Instructions for the task: Without the images, output each record below as it stands.
***** Source records *****
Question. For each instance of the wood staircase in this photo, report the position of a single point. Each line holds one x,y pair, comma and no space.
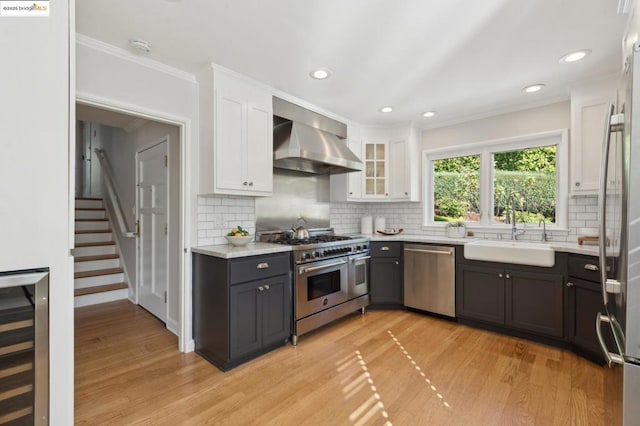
16,365
98,273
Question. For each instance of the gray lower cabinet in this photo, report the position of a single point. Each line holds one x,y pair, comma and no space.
514,297
480,293
534,302
385,274
584,302
241,307
259,315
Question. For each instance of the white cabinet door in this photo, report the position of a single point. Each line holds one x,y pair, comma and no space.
230,148
354,179
260,147
243,141
398,169
588,125
376,168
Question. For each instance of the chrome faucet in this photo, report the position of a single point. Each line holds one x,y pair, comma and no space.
543,237
514,230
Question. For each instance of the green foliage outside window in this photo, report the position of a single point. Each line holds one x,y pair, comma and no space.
529,175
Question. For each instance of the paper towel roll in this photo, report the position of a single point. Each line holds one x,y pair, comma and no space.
366,225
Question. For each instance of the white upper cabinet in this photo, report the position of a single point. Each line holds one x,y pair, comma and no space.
376,165
390,157
589,113
236,155
404,167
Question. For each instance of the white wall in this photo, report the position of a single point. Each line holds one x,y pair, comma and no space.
534,120
113,78
121,151
35,184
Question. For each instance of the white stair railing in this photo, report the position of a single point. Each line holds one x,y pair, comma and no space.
114,200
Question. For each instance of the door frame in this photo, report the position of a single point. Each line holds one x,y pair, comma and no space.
167,139
183,327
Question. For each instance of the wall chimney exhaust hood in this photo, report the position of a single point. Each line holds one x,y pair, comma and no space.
309,142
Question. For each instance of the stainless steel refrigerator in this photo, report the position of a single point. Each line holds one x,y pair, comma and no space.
619,215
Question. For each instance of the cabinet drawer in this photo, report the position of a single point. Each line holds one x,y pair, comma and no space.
258,267
384,249
585,267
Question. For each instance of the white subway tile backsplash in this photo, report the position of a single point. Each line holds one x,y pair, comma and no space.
218,214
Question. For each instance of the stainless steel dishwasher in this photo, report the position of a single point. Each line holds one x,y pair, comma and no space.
429,278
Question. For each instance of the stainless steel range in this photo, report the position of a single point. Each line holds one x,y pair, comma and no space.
330,277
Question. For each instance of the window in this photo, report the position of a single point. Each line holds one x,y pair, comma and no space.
456,189
484,184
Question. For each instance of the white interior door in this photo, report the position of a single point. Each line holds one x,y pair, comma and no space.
152,243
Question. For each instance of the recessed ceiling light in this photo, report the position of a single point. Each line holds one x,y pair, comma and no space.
575,56
140,45
533,88
320,73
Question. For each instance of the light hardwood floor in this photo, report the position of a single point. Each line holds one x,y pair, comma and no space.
386,367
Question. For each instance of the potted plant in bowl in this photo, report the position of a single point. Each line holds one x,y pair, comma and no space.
456,229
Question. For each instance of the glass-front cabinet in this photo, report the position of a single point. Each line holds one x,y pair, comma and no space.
375,165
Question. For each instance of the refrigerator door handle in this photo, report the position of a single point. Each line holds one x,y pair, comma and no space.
610,357
602,205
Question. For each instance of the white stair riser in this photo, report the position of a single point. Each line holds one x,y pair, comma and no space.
94,238
90,214
104,297
93,265
89,204
99,224
94,251
99,280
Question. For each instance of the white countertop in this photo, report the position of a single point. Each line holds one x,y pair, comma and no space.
227,251
590,250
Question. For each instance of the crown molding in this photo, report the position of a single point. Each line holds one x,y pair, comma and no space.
118,52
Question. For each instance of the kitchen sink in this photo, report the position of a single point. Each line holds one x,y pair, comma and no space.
519,252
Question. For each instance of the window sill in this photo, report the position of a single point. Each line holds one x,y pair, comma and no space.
502,229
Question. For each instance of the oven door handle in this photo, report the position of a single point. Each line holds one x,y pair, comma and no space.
355,259
317,268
*****
Task result:
Question. For each instance of the wood staircase in this photo, report the position of a single point. Each line holds one x,y pair, comma and no space.
16,365
98,273
Question. For each instance of the gray lower cabinet in this photo, report the position of a single point. Each line holds one x,y pair, comma and no space.
514,297
480,293
534,302
385,274
584,302
241,307
259,315
Question. For each instance of the white cabinet door in this photo, report the position of a single point. Each line holds one x,y pair, comma and no space.
230,148
354,179
260,147
243,141
398,169
588,125
376,168
Question. For each instance of the chrome faucet in this photo, report the position of a single point. Each line holds one x,y pair, comma and no space.
543,237
514,230
Question. For each instance of the green foliage outside window in this photo, report the position of a single point. Each line holds one x,y pair, comma and no space.
529,175
Question. For each instance of the paper towel roll in this photo, report the position of a single point. Each line holds one x,y pair, comma and no space.
366,225
Question. For each instance of the white upper cabinet in this photo, report the position of a single point. Each line holds one x,y pair, comma and no space.
376,165
390,157
589,113
236,155
404,167
Question. For each instance of the white wall in this photo, report the position of a single point. Each line holds one x,y pair, comma and no space.
534,120
113,78
121,151
35,184
Question. For each instance of the white stair railing in this photo, report the position of a single point. Each line holds one x,y pair, comma and no space.
114,200
Question. For each instance of the door frame in this photo, report the position of a single point. Each line holds one x,y pair, comma and no space.
167,139
183,327
Question. For each instance of the wall chimney exhaust hood in this photo, report the position of a single point. Each line holds one x,y pair, comma and no space.
309,142
Question. For each instance of the stainless steel refrigerator in this photo, report the position of a single point. Each line holds one x,y pair, comma and no space.
619,215
Question. For each instance of the cabinet drawer in this photo, report the position of a single point. Each line holds one x,y pair, comma and no space.
258,267
384,249
585,267
Question. For each instance of the white subway tile backsplash in this photo, report the position of a single point. Each line holds one x,y pair, comma and no space.
218,214
Question. For each instance of the stainless steel dishwasher in this photo, report the position of a single point. Each line holds one x,y pair, comma and no space.
429,278
Question. For each instance of the stainless steel range in this photo, report the position of a single point. Each line holds one x,y pair, comma and no space.
330,277
Question. For each instance of the window in this photo, report the position of a single point. Each line holds one x,y pair, comma and no space.
456,189
484,184
Question. For each instance of the white interior door in this photo, report the position of a single point. Each line holds one x,y pair, comma and no space.
152,243
Question. For each instance of the recessed ceiling light in this photo, report the position of a single point. Each line holds one x,y pair, comma and no space.
575,56
140,45
533,88
320,73
Question. For each instance of the light hardwood floor in this photo, report the position of a single point. Each line holds one x,y pair, comma and no space.
386,367
Question. For each instance of the potted plant in bowl in this photo, report the position of a single point. Each line holds one x,y pair, comma and no space.
456,229
Question. For each instance of the glass-front cabinet in this photo, report the position of a single point. Each line holds one x,y pair, comma and no space.
375,165
Question. For each instance of the refrigerator door handle in this photo, report the position of a single point. Each line holds one x,y pair, comma and no space.
610,357
602,205
Question. For each instance of the white stair riser in this photo, report the position of a single point. Each line holds one x,y pair, comma and no space.
94,238
90,214
104,297
93,265
89,204
99,224
94,251
99,280
Question. For each instance of the white countertop in this photo, report the position of a single point. Each line holds one x,y pair, comma and no space.
227,251
590,250
Question. For each instance of the crown molding in this photo, report the position of a single point. Each line holds one x,y pair, comma and no space.
118,52
Question. For each instance of the kitchen sink in this photo, report the position of a single point. Each line holds one x,y pair, comma and no space.
519,252
Question. For each instance of the window sill in this photo, report the position of a single point. Each line holds one x,y pair, comma and no space.
502,229
Question. For each instance of the oven door handle in this photo, report the position of a single point. Each line holds one x,y pair, comma and no space.
355,259
317,268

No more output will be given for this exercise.